TEXT UNDER STUDY

Because the Stirling engine is a closed cycle, it contains a fixed mass of gas called the "working
fluid", most commonly air, hydrogen or helium. In normal operation, the engine is sealed and no
gas enters or leaves the engine. No valves are required, unlike other types of piston engines. The
Stirling engine, like most heat engines, cycles through four main processes: cooling, compression,
heating and expansion. This is accomplished by moving the gas back and forth between hot and
cold heat exchangers, often with a regenerator between the heater and cooler. The hot heat
exchanger is in thermal contact with an external heat source, such as a fuel burner, and the cold
heat exchanger being in thermal contact with an external heat sink, such as air fins. A change in
gas temperature will cause a corresponding change in gas pressure, while the motion of the piston
causes the gas to be alternately expanded and compressed.
The gas follows the behaviour described by the gas laws which describe how a gas' pressure,
temperature and volume are related. When the gas is heated, because it is in a sealed chamber, the
pressure rises and this then acts on the power piston to produce a power stroke. When the gas is
cooled the pressure drops and this means that less work needs to be done by the piston to compress
the gas on the return stroke, thus yielding a net power output.
The ideal Stirling cycle is unattainable in the real world, and the actual Stirling cycle is inherently
less efficient than the Otto cycle of internal combustion engines. The efficiency of Stirling
machines is linked to the environmental temperature; a higher efficiency is obtained when the
weather is cooler, thus making this type of engine less interesting in places with warmer climates.
As with other external combustion engines, Stirling engines can use heat sources other than from
combustion of fuels.

THE DATA

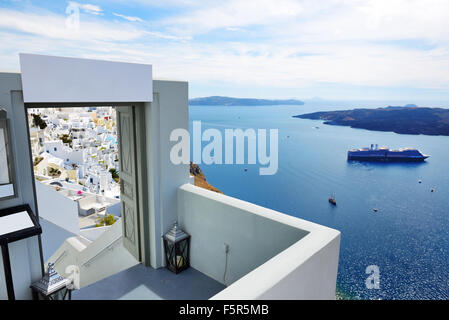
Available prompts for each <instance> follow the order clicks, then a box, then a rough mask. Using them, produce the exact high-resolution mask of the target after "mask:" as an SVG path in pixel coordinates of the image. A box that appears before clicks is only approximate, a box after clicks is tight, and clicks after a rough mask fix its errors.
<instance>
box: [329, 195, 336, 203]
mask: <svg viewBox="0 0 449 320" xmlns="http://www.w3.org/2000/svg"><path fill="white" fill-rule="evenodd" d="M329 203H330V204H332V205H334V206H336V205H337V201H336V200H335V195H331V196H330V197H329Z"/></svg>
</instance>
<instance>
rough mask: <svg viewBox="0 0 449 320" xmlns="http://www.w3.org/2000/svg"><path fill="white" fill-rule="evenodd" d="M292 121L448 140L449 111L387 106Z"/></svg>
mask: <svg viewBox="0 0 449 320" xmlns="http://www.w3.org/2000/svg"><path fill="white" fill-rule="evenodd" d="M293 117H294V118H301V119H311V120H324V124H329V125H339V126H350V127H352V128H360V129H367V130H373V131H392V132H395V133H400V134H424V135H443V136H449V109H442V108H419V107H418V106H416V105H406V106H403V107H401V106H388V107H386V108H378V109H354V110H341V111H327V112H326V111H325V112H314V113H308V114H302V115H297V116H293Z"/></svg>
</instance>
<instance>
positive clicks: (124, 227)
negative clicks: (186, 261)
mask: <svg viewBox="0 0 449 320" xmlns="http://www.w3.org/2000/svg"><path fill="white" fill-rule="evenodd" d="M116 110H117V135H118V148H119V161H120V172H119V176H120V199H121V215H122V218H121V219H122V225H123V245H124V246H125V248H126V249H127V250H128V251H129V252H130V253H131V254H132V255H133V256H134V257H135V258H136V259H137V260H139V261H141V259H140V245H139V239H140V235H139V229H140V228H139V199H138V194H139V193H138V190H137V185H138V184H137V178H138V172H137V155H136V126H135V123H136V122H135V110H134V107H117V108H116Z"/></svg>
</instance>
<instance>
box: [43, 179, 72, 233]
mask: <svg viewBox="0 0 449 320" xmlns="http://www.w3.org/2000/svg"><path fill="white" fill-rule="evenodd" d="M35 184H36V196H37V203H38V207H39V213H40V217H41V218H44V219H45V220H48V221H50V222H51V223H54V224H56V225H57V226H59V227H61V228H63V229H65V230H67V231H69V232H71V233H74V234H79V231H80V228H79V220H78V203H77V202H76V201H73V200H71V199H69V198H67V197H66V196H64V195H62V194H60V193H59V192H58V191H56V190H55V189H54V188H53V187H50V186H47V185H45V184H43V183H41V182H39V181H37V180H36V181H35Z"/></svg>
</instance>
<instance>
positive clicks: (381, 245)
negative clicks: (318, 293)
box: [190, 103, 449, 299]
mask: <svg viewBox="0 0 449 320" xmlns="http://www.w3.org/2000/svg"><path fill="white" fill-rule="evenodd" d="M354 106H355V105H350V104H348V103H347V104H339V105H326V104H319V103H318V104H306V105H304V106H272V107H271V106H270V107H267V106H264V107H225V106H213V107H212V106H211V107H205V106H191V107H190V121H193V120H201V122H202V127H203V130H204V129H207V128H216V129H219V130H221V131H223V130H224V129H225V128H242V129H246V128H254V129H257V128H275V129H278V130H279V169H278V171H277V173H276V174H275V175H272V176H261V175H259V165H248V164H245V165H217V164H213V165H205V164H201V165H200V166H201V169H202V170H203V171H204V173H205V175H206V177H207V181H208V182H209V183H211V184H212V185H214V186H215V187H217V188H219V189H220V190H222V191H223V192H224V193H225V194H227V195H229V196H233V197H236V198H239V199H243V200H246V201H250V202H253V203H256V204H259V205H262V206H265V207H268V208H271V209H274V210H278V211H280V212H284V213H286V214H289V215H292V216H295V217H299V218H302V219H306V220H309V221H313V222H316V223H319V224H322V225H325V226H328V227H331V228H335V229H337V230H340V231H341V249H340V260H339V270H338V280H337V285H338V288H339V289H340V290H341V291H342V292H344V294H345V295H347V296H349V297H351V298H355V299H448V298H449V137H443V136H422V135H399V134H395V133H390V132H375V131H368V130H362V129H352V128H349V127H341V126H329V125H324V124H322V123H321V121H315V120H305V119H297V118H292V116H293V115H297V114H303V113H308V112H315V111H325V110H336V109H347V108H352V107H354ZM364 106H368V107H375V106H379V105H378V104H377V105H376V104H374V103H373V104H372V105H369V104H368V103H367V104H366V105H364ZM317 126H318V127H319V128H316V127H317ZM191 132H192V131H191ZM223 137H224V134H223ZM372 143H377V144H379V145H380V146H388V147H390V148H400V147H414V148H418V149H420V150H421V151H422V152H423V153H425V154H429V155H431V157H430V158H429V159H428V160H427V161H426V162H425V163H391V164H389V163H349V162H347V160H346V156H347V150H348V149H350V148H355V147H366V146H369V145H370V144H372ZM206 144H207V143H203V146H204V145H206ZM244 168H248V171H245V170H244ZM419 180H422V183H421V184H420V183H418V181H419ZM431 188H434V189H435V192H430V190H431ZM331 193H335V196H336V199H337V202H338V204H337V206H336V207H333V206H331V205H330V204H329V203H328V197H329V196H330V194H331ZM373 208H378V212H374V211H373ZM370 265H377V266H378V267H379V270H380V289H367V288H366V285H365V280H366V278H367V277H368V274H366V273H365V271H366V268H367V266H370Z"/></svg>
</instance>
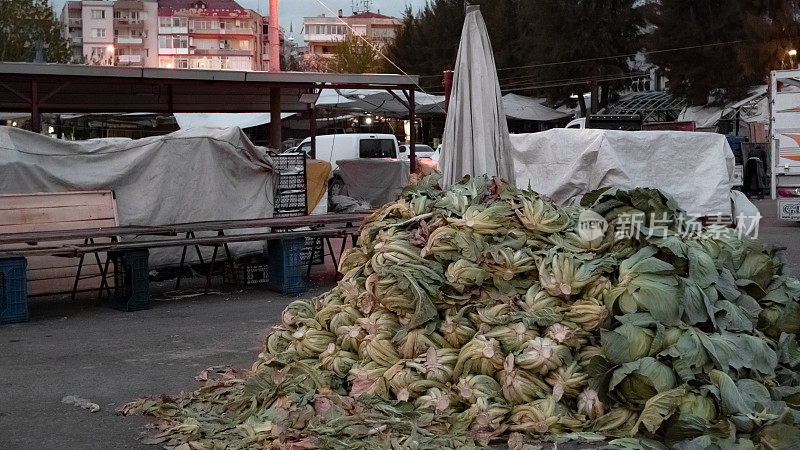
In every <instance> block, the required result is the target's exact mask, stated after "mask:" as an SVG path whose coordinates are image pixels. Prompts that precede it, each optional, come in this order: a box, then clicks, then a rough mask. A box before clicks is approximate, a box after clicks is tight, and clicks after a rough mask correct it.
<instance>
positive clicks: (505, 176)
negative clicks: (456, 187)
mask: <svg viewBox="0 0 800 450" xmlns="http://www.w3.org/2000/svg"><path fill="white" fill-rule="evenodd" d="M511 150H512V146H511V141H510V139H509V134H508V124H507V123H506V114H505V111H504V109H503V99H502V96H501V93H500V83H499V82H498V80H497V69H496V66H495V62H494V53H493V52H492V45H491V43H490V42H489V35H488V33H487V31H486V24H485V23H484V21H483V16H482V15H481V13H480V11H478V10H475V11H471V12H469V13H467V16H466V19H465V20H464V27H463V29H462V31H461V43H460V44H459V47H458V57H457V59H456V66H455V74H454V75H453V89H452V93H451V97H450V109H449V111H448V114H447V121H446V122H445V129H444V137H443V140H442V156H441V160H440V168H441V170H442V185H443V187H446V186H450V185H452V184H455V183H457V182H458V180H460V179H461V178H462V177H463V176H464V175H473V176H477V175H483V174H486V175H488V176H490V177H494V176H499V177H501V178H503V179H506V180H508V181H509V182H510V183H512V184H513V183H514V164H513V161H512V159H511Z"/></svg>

==

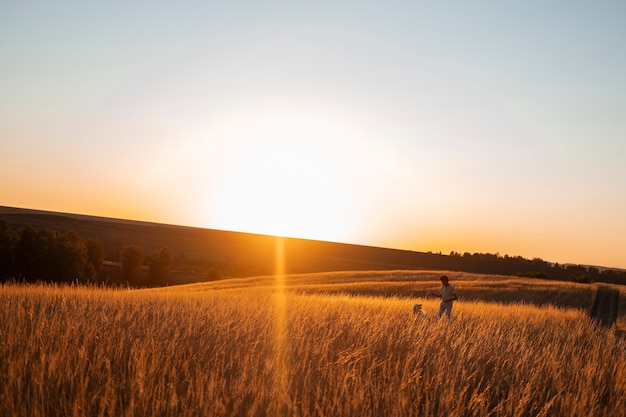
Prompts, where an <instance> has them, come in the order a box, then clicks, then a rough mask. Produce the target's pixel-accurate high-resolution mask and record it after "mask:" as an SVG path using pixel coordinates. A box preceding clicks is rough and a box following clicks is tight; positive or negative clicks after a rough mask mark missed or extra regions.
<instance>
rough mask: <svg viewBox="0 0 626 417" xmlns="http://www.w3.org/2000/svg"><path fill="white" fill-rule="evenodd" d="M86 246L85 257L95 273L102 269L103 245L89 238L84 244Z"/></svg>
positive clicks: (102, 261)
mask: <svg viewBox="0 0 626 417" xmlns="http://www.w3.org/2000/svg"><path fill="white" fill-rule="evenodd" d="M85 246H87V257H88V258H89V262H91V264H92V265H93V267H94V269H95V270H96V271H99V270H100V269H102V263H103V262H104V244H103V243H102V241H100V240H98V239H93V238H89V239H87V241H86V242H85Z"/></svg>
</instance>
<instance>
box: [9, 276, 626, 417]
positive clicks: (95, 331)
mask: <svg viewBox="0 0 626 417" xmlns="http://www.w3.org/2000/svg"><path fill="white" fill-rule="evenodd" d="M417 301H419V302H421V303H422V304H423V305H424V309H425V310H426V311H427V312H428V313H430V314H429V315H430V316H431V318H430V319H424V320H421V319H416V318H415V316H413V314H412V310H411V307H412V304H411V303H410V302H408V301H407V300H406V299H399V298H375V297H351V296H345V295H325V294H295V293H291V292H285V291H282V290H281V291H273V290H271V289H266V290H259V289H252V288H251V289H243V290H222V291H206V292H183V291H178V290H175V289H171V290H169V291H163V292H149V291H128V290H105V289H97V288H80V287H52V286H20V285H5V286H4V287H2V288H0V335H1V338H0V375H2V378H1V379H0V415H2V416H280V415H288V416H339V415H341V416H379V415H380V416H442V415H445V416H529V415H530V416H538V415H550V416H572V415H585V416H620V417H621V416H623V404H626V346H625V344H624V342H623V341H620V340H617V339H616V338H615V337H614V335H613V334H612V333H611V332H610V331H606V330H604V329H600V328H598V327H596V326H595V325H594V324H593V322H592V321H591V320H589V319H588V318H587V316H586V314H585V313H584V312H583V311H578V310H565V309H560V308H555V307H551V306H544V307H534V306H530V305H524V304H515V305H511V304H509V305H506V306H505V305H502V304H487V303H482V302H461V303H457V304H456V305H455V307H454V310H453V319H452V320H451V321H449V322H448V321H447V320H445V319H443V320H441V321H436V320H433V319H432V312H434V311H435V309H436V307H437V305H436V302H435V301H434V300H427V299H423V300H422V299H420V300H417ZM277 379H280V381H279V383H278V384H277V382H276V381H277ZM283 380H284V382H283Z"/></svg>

* * *

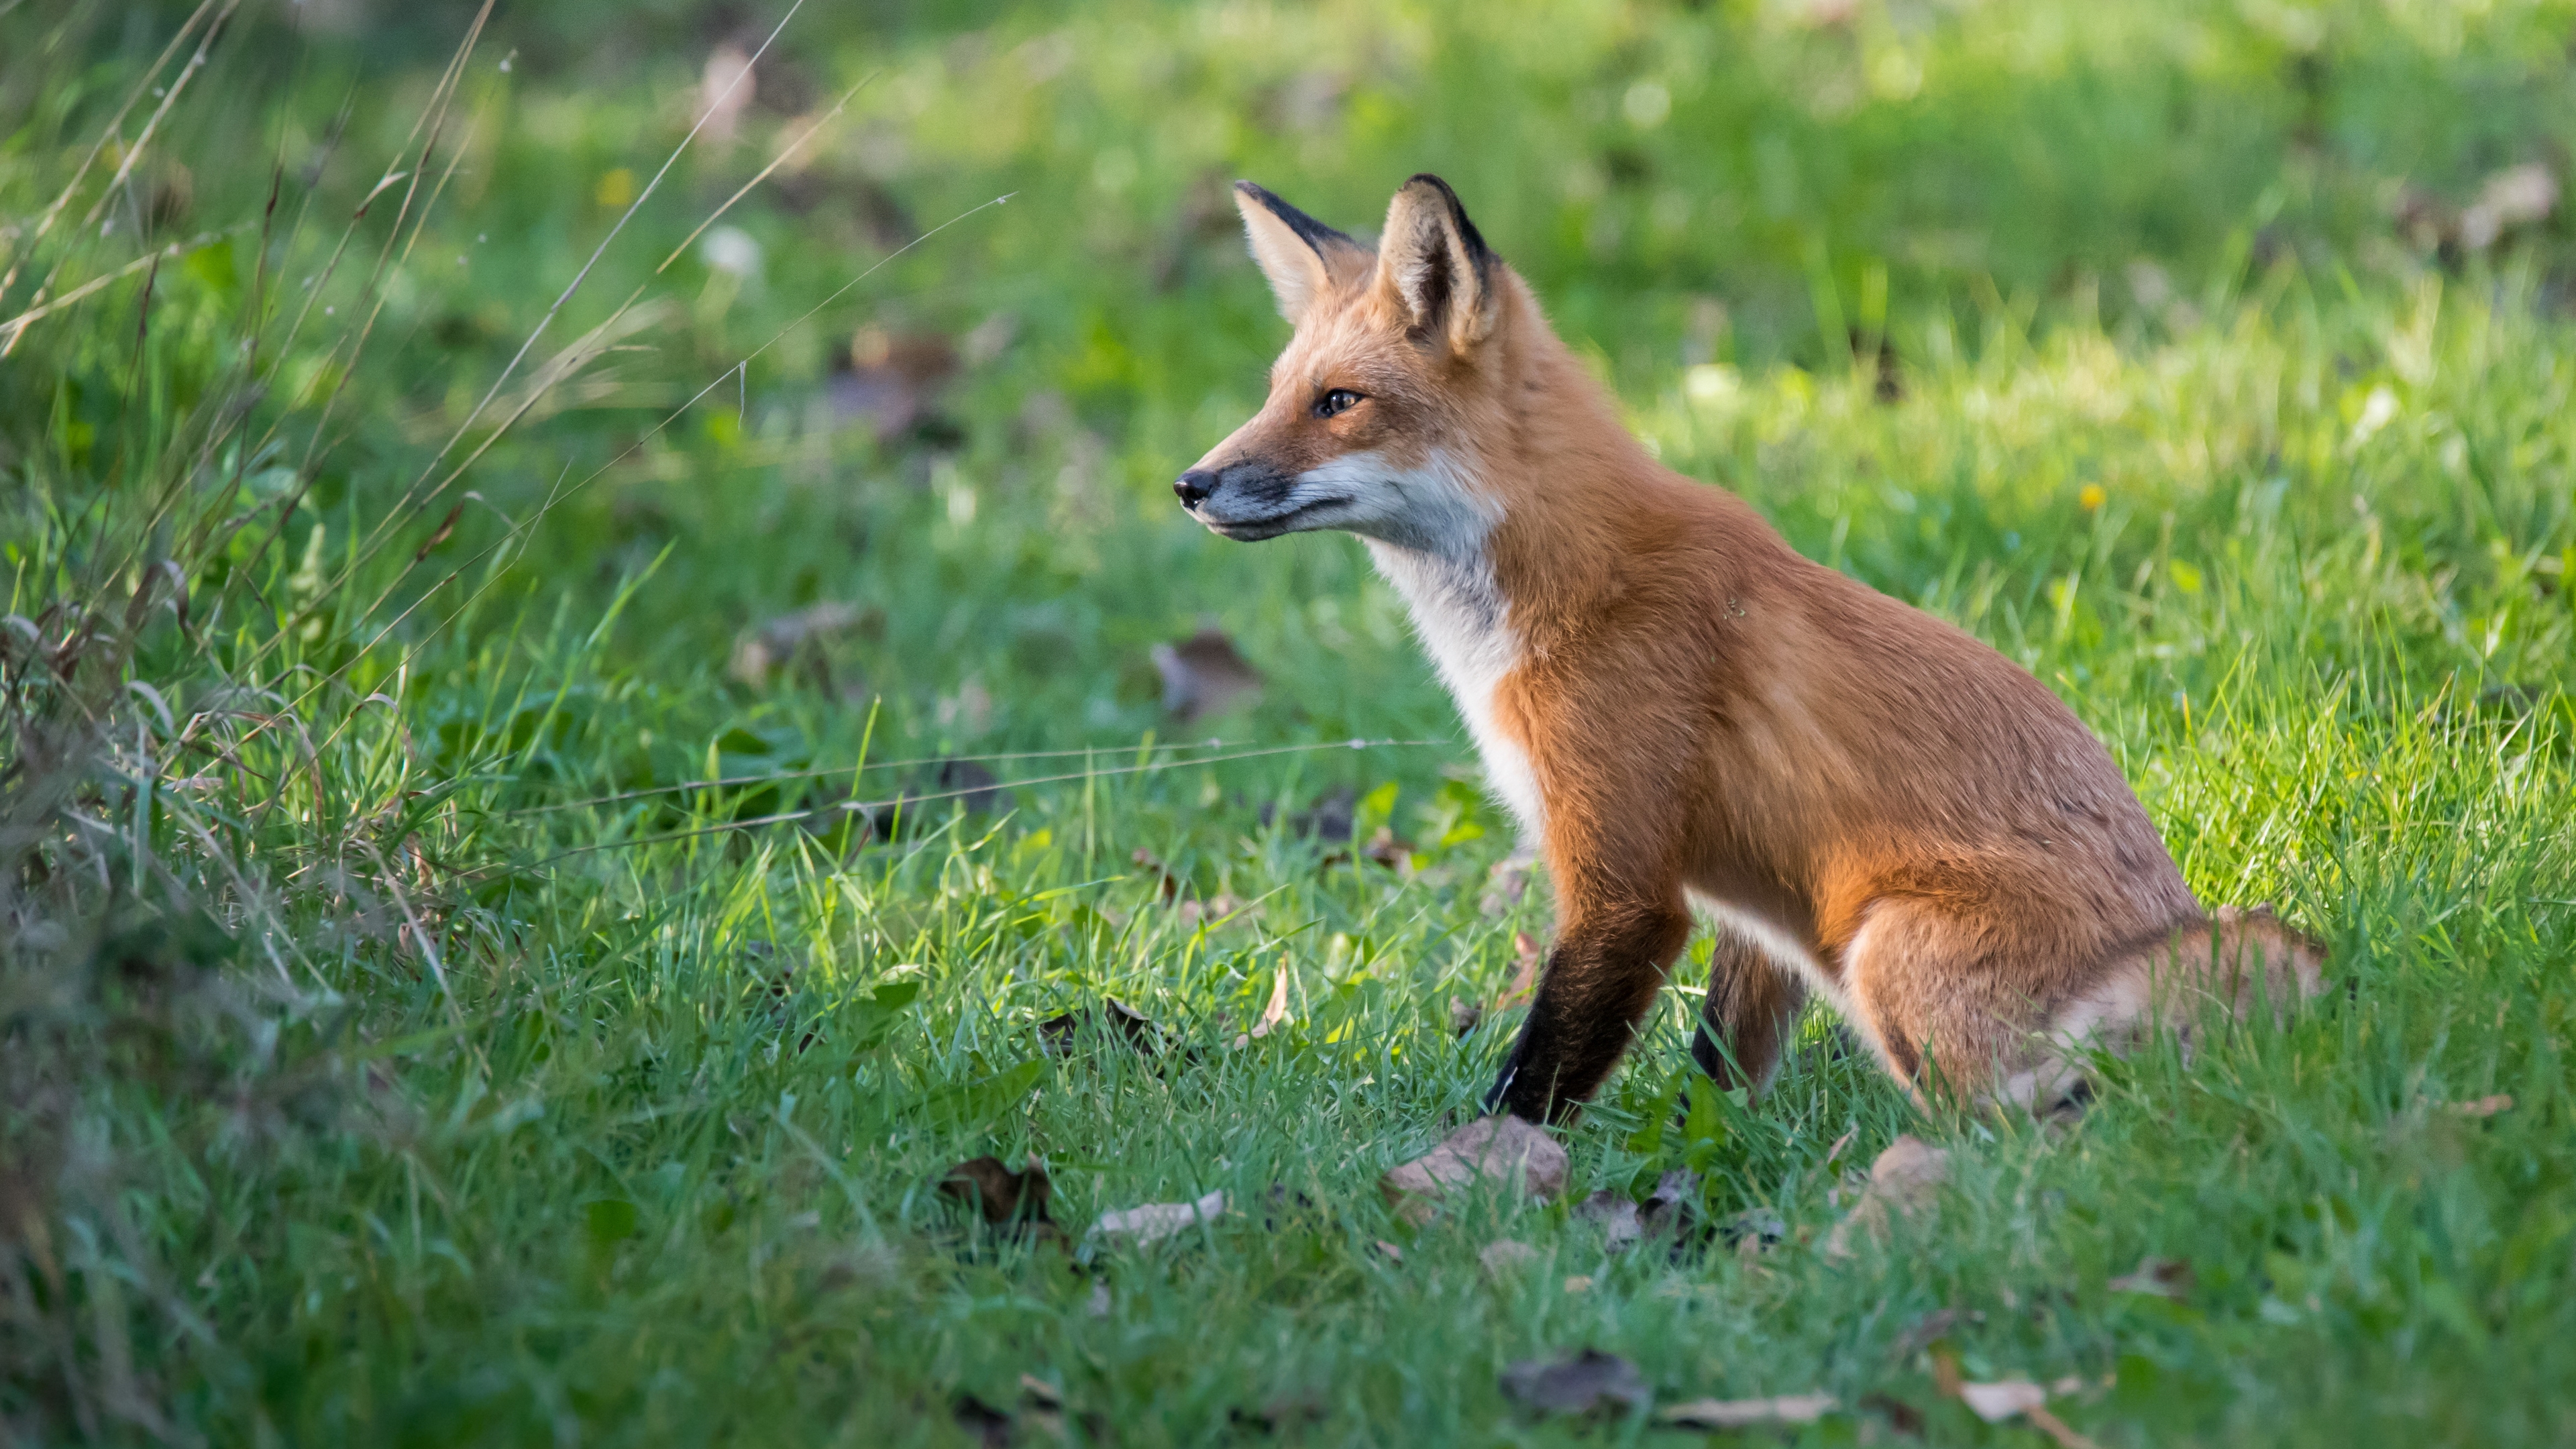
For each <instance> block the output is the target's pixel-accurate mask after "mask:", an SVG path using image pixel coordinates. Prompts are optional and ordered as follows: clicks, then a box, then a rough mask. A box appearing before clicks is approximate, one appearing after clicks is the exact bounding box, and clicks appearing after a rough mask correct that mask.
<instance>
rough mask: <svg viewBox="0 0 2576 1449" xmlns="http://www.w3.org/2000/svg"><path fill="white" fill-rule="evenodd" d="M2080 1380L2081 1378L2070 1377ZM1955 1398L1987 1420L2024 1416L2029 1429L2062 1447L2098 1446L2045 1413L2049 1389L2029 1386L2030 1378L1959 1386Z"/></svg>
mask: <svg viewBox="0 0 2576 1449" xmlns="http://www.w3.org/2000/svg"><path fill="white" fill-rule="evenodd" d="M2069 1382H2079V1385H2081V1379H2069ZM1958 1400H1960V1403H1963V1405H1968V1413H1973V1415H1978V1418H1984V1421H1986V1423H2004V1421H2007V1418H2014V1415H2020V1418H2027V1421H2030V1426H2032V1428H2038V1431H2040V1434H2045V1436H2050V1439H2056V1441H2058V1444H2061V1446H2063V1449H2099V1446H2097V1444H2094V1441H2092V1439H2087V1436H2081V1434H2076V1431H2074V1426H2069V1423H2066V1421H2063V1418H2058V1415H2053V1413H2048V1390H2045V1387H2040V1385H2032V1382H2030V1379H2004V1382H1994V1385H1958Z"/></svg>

YOUR TASKS
1) In the Stirling engine text, which gases are most commonly used as the working fluid?
2) Rewrite the part of the Stirling engine text starting at "The ideal Stirling" and ending at "combustion of fuels.", replacing "warmer climates" with "hotter climates".

RESULTS OF THE EXERCISE
1) Air, hydrogen or helium.

2)
The ideal Stirling cycle is unattainable in the real world, and the actual Stirling cycle is inherently
less efficient than the Otto cycle of internal combustion engines. The efficiency of Stirling
machines is linked to the environmental temperature; a higher efficiency is obtained when the
weather is cooler, thus making this type of engine less interesting in places with hotter climates.
As with other external combustion engines, Stirling engines can use heat sources other than from
combustion of fuels.